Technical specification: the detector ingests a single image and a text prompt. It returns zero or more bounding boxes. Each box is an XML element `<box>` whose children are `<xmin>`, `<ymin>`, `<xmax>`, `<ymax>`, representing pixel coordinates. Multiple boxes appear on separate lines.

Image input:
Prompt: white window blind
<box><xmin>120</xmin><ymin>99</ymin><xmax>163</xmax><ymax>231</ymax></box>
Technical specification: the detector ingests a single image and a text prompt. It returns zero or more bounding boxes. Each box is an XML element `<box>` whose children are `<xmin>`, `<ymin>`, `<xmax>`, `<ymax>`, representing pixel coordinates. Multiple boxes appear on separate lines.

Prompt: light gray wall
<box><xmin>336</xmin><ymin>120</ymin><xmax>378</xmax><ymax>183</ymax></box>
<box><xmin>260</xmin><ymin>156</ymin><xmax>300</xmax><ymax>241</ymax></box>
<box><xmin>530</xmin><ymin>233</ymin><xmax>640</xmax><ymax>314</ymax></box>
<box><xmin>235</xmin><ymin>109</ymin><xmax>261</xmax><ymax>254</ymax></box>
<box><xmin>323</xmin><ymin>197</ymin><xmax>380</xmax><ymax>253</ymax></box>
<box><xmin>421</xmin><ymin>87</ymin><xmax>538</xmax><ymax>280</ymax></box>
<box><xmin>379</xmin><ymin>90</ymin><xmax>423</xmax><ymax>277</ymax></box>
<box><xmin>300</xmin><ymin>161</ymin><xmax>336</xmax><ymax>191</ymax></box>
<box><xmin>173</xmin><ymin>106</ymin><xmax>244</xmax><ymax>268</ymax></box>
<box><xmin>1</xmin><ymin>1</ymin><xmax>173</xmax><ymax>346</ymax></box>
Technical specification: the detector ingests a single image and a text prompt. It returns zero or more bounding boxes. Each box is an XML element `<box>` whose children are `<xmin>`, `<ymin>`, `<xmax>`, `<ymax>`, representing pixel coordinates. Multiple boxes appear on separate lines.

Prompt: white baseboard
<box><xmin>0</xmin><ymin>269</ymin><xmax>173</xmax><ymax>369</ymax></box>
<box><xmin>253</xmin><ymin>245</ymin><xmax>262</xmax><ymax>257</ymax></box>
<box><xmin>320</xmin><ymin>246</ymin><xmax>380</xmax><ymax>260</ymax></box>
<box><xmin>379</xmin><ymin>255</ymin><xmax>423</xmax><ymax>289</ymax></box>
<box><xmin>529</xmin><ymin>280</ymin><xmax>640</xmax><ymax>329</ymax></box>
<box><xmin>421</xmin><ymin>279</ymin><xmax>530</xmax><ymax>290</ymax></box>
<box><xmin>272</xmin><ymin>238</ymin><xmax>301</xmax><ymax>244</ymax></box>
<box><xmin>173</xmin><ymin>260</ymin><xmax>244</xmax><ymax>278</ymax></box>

++++++

The full set of entries must be transcribed exactly.

Technical specification: the detector ingests a single image and a text prompt. It returns zero or more bounding boxes. Each box is an XML element `<box>` whose children are `<xmin>`, `<ymin>`, `<xmax>`, `<ymax>`, representing pixel coordinates. Multiple boxes appear on separate lines.

Image input:
Prompt: white window blind
<box><xmin>120</xmin><ymin>99</ymin><xmax>163</xmax><ymax>231</ymax></box>
Technical specification: the detector ingests a single image and a text prompt. It returns zero or more bounding boxes. Each box is an XML element `<box>` whose children are `<xmin>`, `<ymin>`, `<xmax>`, `<ymax>`, representing pixel coordinates. Multiple boxes appear on separate lines.

Prompt: light gray wall
<box><xmin>336</xmin><ymin>120</ymin><xmax>378</xmax><ymax>183</ymax></box>
<box><xmin>260</xmin><ymin>156</ymin><xmax>300</xmax><ymax>241</ymax></box>
<box><xmin>530</xmin><ymin>233</ymin><xmax>640</xmax><ymax>314</ymax></box>
<box><xmin>235</xmin><ymin>109</ymin><xmax>261</xmax><ymax>254</ymax></box>
<box><xmin>323</xmin><ymin>197</ymin><xmax>380</xmax><ymax>253</ymax></box>
<box><xmin>421</xmin><ymin>87</ymin><xmax>538</xmax><ymax>280</ymax></box>
<box><xmin>379</xmin><ymin>90</ymin><xmax>423</xmax><ymax>277</ymax></box>
<box><xmin>300</xmin><ymin>161</ymin><xmax>336</xmax><ymax>191</ymax></box>
<box><xmin>173</xmin><ymin>106</ymin><xmax>244</xmax><ymax>268</ymax></box>
<box><xmin>1</xmin><ymin>1</ymin><xmax>173</xmax><ymax>346</ymax></box>
Technical specification: the detector ingests a single image and a text prompt. It returns zero or more bounding boxes. Each box is an XML element `<box>` whose children are `<xmin>`, `<ymin>`, `<xmax>`, `<ymax>`, representing pixel coordinates. Multiple boxes appear on separate lines.

Prompt: white baseboard
<box><xmin>0</xmin><ymin>269</ymin><xmax>173</xmax><ymax>369</ymax></box>
<box><xmin>253</xmin><ymin>245</ymin><xmax>262</xmax><ymax>257</ymax></box>
<box><xmin>320</xmin><ymin>246</ymin><xmax>380</xmax><ymax>260</ymax></box>
<box><xmin>379</xmin><ymin>255</ymin><xmax>423</xmax><ymax>289</ymax></box>
<box><xmin>529</xmin><ymin>280</ymin><xmax>640</xmax><ymax>329</ymax></box>
<box><xmin>421</xmin><ymin>279</ymin><xmax>530</xmax><ymax>290</ymax></box>
<box><xmin>272</xmin><ymin>238</ymin><xmax>301</xmax><ymax>244</ymax></box>
<box><xmin>173</xmin><ymin>260</ymin><xmax>244</xmax><ymax>278</ymax></box>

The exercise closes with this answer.